▶ _Task item A_
In the text about gum problems during pregnancy, what is the rare gum nodule that bleeds easily when brushed called?
▶ _Task item B_
Write the next part of the text about gum problems during pregnancy, picking up after its final sentence.

First and foremost, congratulations on your pregnancy!
This is a very common question asked by many pregnant patients. Though not all will have bleeding gums, about half of them tend to have some mild to moderate gingivitis. This is also called pregnancy gingivitis and the inflammation is caused by hormonal changes in the body (higher progesterone levels) that make your gums more sensitive to the plaque bacteria and by increased blood supply to your mouth.
Some people may develop a small lump on the gum that bleeds easily when you brush. This gum nodule (which is rare) is called a pregnancy epulis. It can grow to quite a large size on the gums and is more likely to appear in area in the mouth where you have neglected in your brushing and the gums are usually red and swollen in the begining.
It usually disappear after your baby is delivered. But if it doesn’t, you will need to have it removed. If it causes discomfort, interferes with chewing or brushing, or starts to bleed profusely, you can have it removed while you are pregnant.

(Natural-language object grounding data)
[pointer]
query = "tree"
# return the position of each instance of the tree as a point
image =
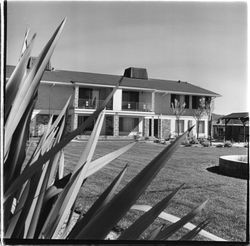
(209, 108)
(178, 110)
(198, 113)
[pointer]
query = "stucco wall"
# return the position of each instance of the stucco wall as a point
(162, 103)
(53, 97)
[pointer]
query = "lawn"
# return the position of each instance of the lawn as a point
(227, 195)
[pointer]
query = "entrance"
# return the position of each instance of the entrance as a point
(155, 133)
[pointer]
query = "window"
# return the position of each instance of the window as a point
(173, 97)
(202, 126)
(190, 123)
(181, 126)
(81, 119)
(85, 93)
(186, 100)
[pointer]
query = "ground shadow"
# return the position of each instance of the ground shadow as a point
(216, 169)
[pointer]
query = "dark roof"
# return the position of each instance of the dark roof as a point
(237, 116)
(111, 80)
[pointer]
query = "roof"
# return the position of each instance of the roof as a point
(237, 116)
(111, 80)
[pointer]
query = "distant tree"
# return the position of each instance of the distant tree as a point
(198, 114)
(178, 110)
(209, 108)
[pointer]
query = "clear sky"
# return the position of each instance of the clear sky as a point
(204, 43)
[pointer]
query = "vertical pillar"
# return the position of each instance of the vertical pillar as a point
(116, 125)
(160, 133)
(74, 121)
(152, 127)
(190, 102)
(76, 96)
(146, 128)
(153, 101)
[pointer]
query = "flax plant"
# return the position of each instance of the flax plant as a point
(39, 199)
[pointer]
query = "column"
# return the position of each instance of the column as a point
(152, 126)
(153, 101)
(76, 98)
(74, 121)
(116, 125)
(146, 128)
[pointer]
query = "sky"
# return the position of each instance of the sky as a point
(203, 43)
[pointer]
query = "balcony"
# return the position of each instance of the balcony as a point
(92, 104)
(136, 106)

▶ _Response area A_
A pregnancy epulis.

▶ _Response area B_
Remember to take good care of your teeth and gums during pregnancy. If you don’t treat gingivitis, it can get worse and develop into periodontitis, a more serious form of gum disease in which the infection goes beyond your gums into the bone and other tissue that support your teeth.
Prevention is key. Practice good oral hygiene and get regular preventive dental care. Brush thoroughly but gently at least twice a day and floss daily. If you have not seen your dentist recently, schedule a visit now for a thorough cleaning and checkup. And be sure to let him or her know that you are pregnant and which trimester you are in.
You may probably need to see your dentist more than 1 visit during your pregnancy, or even more often if you already have gum disease, since pregnancy is likely to make the problem worse.